APPLY WHAT YOU READ:
- a) In the biography of Morris Ben Newman, what number was tattooed on his left shoulder?
- b) Translate this sentence from the biography of Morris Ben Newman into Spanish: "This number was tattooed on his left shoulder."

TEXT UNDER STUDY:
▽

Morris Ben Newman, 1883-1980

Information concerning the life of Morris B. Newman is scant, available only from a few audio tapes of casual conversations and from Lee Garrett’s personal recollections, beginning with their first meeting in 1977 to Newman’s death three years later, at the age of ninety-nine. However brief, there is still enough in this “archive” to amply demonstrate that Morris Newman was, by any standards, a remarkable man, whose story would hardly be credible even in the most imaginative novel.

 

According to all accounts, Newman was born in 1883 in Ethiopia. A “falasheh,” or black decedent of one of the Lost Tribes of Israel, he claimed to have been a rabbi, a medical doctor, a world traveler and adventurer which included a stay in Haiti where he practiced voodoo, an artist, although untrained, with international exposure. Furthermore, Newman maintained that he read, wrote, and spoke twenty-eight languages and every dialect.  Newman believed in reincarnation. He said that every one hundred years or so he had been reborn, for a total of 33,906 times thus far. This number was tattooed on his left shoulder. Thus it makes perfect sense that to him extraterrestrial life was a fact; he asserted that he was himself from another planet, but that all of existence was, ultimately, the gift of God Almighty. Newman was also a confirmed positive thinker, who was fond of stating that “Life can be beautiful,” a cliché that was often followed by the qualifier, “but only if you make it beautiful.” In this regard, he believed that all individuals were fully responsible for the realization of their destinies. This and, for him the only true purpose in being put on earth, could be reached only through constantly striving-for monetary success or personal fame-to arrive at an understanding of one’s “true self.” Those who did not actively engaged in ongoing process of seeking one’s true self were not actually living, but were, according to Newman, squandering the precious gift of life God gave them, and thus existing in a state of sin.

△

STORED DATA:
▽

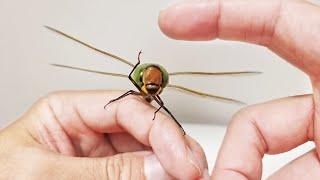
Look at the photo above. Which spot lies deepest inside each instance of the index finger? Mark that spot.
(273, 127)
(174, 150)
(288, 27)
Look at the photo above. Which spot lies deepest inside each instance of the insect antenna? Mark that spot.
(202, 94)
(232, 73)
(90, 46)
(91, 71)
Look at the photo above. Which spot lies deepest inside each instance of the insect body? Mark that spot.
(151, 79)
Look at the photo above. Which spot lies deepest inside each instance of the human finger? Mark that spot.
(268, 128)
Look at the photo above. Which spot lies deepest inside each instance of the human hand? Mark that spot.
(290, 28)
(69, 135)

△

SOLUTIONS BELOW:
- a) 33,906

- b) Este número estaba tatuado en su hombro izquierdo.